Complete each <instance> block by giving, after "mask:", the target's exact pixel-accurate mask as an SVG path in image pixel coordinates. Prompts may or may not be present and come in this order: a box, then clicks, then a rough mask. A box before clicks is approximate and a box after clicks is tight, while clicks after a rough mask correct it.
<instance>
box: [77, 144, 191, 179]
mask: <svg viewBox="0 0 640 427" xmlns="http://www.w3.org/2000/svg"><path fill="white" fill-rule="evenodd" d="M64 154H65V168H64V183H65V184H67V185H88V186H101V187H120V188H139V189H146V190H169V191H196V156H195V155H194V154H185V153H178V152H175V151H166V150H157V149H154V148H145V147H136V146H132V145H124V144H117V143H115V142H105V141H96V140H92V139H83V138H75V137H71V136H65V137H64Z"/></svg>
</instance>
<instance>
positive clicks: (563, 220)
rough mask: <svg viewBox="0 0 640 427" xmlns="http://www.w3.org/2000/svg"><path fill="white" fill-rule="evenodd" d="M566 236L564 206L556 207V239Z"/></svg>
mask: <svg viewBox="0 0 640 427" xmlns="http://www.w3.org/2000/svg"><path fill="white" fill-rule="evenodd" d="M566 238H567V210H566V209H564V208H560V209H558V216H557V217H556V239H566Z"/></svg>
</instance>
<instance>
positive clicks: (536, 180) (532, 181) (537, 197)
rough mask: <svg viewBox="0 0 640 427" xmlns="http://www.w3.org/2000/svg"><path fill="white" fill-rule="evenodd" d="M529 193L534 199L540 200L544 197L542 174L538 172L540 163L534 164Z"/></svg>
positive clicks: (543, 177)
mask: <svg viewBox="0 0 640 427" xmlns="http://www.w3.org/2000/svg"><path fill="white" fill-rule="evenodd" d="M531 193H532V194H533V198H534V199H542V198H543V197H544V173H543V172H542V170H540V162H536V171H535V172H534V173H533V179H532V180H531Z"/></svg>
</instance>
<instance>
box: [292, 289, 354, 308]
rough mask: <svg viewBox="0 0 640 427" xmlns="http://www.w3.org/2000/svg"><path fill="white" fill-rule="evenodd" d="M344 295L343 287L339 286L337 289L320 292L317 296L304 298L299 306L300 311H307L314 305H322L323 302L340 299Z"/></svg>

#####

PROBLEM DETAILS:
Your answer must be the line that contains "positive clicks: (543, 177)" and every line after it to the end of the records, reproduced exactly.

SOLUTION TO THIS TASK:
positive clicks: (543, 177)
mask: <svg viewBox="0 0 640 427" xmlns="http://www.w3.org/2000/svg"><path fill="white" fill-rule="evenodd" d="M531 193H532V194H533V198H534V199H542V198H543V197H544V173H543V172H542V170H540V162H536V171H535V172H534V173H533V179H532V180H531Z"/></svg>
</instance>
<instance>
box: [292, 289, 354, 308]
rough mask: <svg viewBox="0 0 640 427" xmlns="http://www.w3.org/2000/svg"><path fill="white" fill-rule="evenodd" d="M344 295L343 287L339 286L337 289L320 292L317 296L304 298L299 306L300 311H307L314 305H322L323 302L340 299Z"/></svg>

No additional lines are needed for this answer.